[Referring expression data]

******************************

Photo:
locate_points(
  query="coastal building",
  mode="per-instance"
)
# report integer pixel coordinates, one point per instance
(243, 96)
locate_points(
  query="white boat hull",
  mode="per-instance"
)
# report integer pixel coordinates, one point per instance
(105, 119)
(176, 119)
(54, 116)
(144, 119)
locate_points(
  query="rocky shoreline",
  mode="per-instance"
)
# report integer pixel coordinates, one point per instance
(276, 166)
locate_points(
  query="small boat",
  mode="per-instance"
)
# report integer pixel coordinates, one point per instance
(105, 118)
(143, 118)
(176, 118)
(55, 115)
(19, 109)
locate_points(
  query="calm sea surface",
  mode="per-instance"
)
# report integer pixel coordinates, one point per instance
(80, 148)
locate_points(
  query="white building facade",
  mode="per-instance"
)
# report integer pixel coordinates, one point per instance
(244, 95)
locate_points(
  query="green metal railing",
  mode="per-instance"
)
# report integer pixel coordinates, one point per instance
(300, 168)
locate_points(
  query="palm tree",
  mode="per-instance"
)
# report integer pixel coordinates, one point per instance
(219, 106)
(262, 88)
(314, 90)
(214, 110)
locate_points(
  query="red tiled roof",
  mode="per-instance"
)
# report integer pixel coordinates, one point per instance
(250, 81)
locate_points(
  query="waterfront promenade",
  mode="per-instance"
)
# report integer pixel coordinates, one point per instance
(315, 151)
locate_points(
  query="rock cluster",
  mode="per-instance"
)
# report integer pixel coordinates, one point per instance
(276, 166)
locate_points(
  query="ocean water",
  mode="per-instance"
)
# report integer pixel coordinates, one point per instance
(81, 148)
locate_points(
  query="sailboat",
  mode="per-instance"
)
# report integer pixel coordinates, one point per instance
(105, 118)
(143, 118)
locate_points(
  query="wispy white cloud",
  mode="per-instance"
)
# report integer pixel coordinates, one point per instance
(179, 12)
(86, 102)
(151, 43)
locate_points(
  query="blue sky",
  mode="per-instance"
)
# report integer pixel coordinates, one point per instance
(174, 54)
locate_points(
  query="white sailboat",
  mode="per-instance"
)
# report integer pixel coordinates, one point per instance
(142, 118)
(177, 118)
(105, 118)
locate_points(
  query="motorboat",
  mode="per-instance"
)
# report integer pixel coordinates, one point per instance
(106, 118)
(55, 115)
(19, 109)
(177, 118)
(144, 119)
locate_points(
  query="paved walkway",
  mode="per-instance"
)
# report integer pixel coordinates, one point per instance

******************************

WHAT TO WORK ON — The data above is to be returned exactly, with nothing altered.

EXERCISE ANSWER —
Photo:
locate_points(
  query="coastal building",
  mode="per-instance"
)
# report integer pixel coordinates, one point per instance
(243, 96)
locate_points(
  query="white boat hull",
  mode="per-instance"
)
# report integer pixel coordinates, one point per instance
(105, 119)
(176, 119)
(54, 116)
(144, 119)
locate_points(
  query="rocky shoreline",
  mode="per-instance"
)
# report integer pixel coordinates, one point per instance
(276, 166)
locate_points(
  query="small boat",
  mode="per-instance"
)
# report integer pixel coordinates, one point per instance
(105, 118)
(143, 118)
(176, 118)
(55, 115)
(19, 109)
locate_points(
  query="calm sea surface",
  mode="per-instance"
)
# report integer pixel coordinates, one point per instance
(80, 148)
locate_points(
  query="white building facade",
  mode="per-instance"
)
# report integer pixel coordinates, one point per instance
(244, 95)
locate_points(
  query="green metal railing",
  mode="per-instance"
)
# report integer pixel coordinates, one point per instance
(300, 168)
locate_points(
  query="palm tree",
  mode="per-instance"
)
# report integer pixel coordinates, one point per instance
(219, 106)
(262, 88)
(314, 90)
(214, 110)
locate_points(
  query="red tiled roof",
  mode="per-instance"
)
# report integer pixel coordinates, one point per instance
(250, 81)
locate_points(
  query="waterfront promenade",
  mode="per-instance"
)
# report integer pixel coordinates, one point per instance
(315, 151)
locate_points(
  query="rock cluster",
  mode="per-instance"
)
# report integer pixel coordinates, one point per instance
(276, 166)
locate_points(
  query="ocean water",
  mode="per-instance"
)
# report integer pixel coordinates, one point per instance
(81, 148)
locate_points(
  query="sailboat",
  mode="per-instance"
)
# report integer pixel coordinates, one point per instance
(105, 118)
(143, 118)
locate_points(
  query="wispy white cloud",
  mode="per-instance"
)
# report integer pixel coordinates, one point per instance
(179, 12)
(86, 102)
(151, 43)
locate_points(
  query="blue sky",
  mode="per-instance"
)
# report integer pixel coordinates, one point per instance
(174, 54)
locate_points(
  query="white sailboat",
  mode="per-instance"
)
# report integer pixel coordinates, one point per instance
(142, 118)
(177, 118)
(105, 118)
locate_points(
  query="motorboat",
  mode="per-instance"
)
# report integer pixel coordinates, one point per instance
(106, 118)
(55, 115)
(19, 109)
(177, 118)
(144, 119)
locate_points(
  query="paved walkway",
  mode="per-instance"
)
# report integer pixel coordinates, one point per instance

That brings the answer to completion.